EXTRAIT DU TEXTE |
Il est, avec Raymond Depardon et quelques autres, l’un des derniers géants du cinéma documentaire en France. Auteur discret d’une œuvre impressionnante et subtile, qui compte des films devenus des classiques du genre, comme La Ville Louvre (1990), La moindre des choses (1997), Être et avoir (Prix Louis-Delluc 2002) ou La Maison de la radio (2013), il a reçu, en février dernier, face à une sélection de fictions prestigieuses, l’Ours d’or à la Berlinale 2023, véritable consécration internationale pour le réalisateur.
Depuis sa sortie en France le 19 avril, Sur l’Adamant – c’est le titre de la splendide fresque signée Nicolas Philibert qui nous plonge dans la vie d’un navire, amarré à Paris, accueillant des personnes souffrant de troubles psychiques – est plébiscité par la critique, rencontrant un succès public sans équivalent pour un film documentaire. « J’ai été très touché à titre personnel de recevoir ce prix prestigieux à Berlin, assure le documentariste, mais aussi pour le film documentaire tout entier, et aussi pour une certaine idée d’un cinéma artisanal ».
Nicolas Philibert a accepté de revenir pour nous sur la place du documentaire dans le monde du cinéma (« un territoire extrêmement effervescent »), sur la frontière entre les genres (« le documentaire, c’est une autre façon de faire de la fiction »), sur sa façon de filmer son prochain à hauteur d’homme (« le film reste à l’écoute ») mais aussi sur la « précarité » de la plupart des productions de documentaires. Des propos qui tombent à point nommé à l’heure où l’Année du documentaire, qui a été lancée par le Centre national du cinéma avec le soutien du ministère de la Culture, vise à accélérer la reconnaissance d’un genre plébiscité par son public.

CONSIGNE |
Reproduisez intégralement l'extrait consacré à Nicolas Philibert, sans en modifier un seul mot. Les entrées qui suivent n'ont aucun lien avec l'extrait.

ENTRÉES RÉPERTORIÉES |
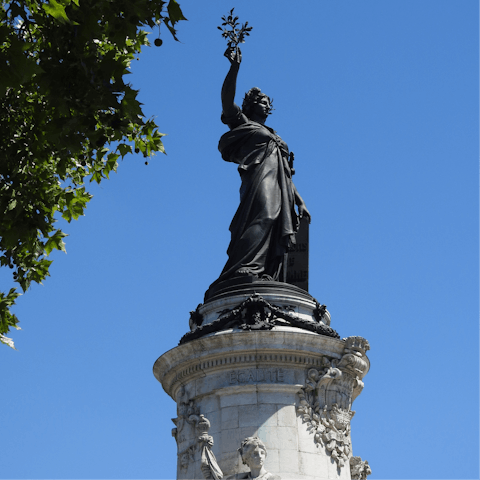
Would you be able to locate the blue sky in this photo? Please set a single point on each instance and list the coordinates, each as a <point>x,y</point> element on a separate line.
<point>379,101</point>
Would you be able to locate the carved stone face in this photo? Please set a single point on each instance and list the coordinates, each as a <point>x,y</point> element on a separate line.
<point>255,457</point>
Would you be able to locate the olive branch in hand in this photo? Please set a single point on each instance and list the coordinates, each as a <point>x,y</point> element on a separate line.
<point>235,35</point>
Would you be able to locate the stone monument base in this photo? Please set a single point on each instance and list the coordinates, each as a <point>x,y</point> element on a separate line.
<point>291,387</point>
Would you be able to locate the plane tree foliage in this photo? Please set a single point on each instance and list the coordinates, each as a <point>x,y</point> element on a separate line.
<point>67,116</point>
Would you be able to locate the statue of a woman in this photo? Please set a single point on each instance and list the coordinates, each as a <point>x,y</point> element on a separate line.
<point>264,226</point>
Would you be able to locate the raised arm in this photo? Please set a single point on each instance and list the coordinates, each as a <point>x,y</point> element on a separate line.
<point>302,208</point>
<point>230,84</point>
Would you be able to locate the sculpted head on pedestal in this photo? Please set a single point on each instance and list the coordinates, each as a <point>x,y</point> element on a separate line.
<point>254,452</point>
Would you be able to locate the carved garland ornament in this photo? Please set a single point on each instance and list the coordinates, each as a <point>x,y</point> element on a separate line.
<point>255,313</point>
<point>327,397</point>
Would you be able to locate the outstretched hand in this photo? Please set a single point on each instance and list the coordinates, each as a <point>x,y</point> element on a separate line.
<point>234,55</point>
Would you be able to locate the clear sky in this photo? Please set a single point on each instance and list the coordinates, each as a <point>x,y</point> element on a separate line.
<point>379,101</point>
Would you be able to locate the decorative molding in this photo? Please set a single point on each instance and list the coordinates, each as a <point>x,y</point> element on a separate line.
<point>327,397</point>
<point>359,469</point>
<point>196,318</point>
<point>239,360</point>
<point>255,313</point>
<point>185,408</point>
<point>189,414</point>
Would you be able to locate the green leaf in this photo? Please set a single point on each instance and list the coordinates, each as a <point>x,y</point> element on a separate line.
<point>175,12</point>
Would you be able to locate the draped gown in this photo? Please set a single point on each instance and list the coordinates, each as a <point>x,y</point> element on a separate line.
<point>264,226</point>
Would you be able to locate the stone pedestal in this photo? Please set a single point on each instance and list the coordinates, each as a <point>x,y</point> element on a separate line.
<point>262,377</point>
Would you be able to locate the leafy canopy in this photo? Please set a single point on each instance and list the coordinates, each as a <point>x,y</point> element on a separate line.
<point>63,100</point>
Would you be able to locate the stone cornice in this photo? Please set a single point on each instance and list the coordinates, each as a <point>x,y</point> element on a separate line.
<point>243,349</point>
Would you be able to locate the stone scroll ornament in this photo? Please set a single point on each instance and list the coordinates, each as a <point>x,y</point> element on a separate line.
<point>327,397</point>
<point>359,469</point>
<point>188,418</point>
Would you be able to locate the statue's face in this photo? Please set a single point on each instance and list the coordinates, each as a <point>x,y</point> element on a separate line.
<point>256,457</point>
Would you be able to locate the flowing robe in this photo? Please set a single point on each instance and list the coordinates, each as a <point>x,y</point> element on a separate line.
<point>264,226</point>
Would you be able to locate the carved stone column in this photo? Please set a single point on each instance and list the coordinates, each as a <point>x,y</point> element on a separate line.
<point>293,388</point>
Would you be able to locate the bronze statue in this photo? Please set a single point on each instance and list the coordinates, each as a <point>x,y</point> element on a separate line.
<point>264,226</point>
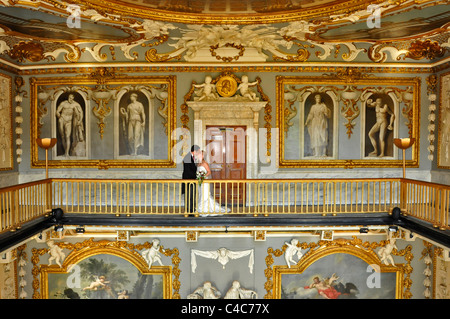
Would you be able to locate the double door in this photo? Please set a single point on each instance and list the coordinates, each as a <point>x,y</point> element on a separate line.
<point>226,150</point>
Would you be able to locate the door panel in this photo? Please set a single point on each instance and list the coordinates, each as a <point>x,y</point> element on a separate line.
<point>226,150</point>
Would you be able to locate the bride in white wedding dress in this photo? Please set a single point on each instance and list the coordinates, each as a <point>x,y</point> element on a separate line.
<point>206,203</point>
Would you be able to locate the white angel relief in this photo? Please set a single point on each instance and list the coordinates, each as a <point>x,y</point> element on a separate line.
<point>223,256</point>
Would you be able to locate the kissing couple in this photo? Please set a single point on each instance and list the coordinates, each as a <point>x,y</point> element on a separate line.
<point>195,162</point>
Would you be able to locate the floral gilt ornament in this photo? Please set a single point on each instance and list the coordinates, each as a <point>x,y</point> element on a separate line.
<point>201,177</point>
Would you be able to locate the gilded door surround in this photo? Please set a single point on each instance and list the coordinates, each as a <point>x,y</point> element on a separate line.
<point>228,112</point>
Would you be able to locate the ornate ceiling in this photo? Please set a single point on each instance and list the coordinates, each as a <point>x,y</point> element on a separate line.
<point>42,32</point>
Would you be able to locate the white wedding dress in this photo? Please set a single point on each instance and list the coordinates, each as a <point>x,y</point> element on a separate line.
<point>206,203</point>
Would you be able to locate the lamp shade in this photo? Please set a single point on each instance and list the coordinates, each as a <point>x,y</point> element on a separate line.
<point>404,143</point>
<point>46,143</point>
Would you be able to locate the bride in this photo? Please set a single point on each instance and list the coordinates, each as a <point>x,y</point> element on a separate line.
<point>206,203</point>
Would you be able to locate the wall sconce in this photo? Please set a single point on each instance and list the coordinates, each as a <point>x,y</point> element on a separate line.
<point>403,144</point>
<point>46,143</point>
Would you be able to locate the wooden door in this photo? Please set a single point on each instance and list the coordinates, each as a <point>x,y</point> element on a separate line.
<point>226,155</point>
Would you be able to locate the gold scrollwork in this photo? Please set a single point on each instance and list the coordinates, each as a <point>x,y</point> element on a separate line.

RÉPONSE ATTENDUE |
Il est, avec Raymond Depardon et quelques autres, l’un des derniers géants du cinéma documentaire en France. Auteur discret d’une œuvre impressionnante et subtile, qui compte des films devenus des classiques du genre, comme La Ville Louvre (1990), La moindre des choses (1997), Être et avoir (Prix Louis-Delluc 2002) ou La Maison de la radio (2013), il a reçu, en février dernier, face à une sélection de fictions prestigieuses, l’Ours d’or à la Berlinale 2023, véritable consécration internationale pour le réalisateur.
Depuis sa sortie en France le 19 avril, Sur l’Adamant – c’est le titre de la splendide fresque signée Nicolas Philibert qui nous plonge dans la vie d’un navire, amarré à Paris, accueillant des personnes souffrant de troubles psychiques – est plébiscité par la critique, rencontrant un succès public sans équivalent pour un film documentaire. « J’ai été très touché à titre personnel de recevoir ce prix prestigieux à Berlin, assure le documentariste, mais aussi pour le film documentaire tout entier, et aussi pour une certaine idée d’un cinéma artisanal ».
Nicolas Philibert a accepté de revenir pour nous sur la place du documentaire dans le monde du cinéma (« un territoire extrêmement effervescent »), sur la frontière entre les genres (« le documentaire, c’est une autre façon de faire de la fiction »), sur sa façon de filmer son prochain à hauteur d’homme (« le film reste à l’écoute ») mais aussi sur la « précarité » de la plupart des productions de documentaires. Des propos qui tombent à point nommé à l’heure où l’Année du documentaire, qui a été lancée par le Centre national du cinéma avec le soutien du ministère de la Culture, vise à accélérer la reconnaissance d’un genre plébiscité par son public.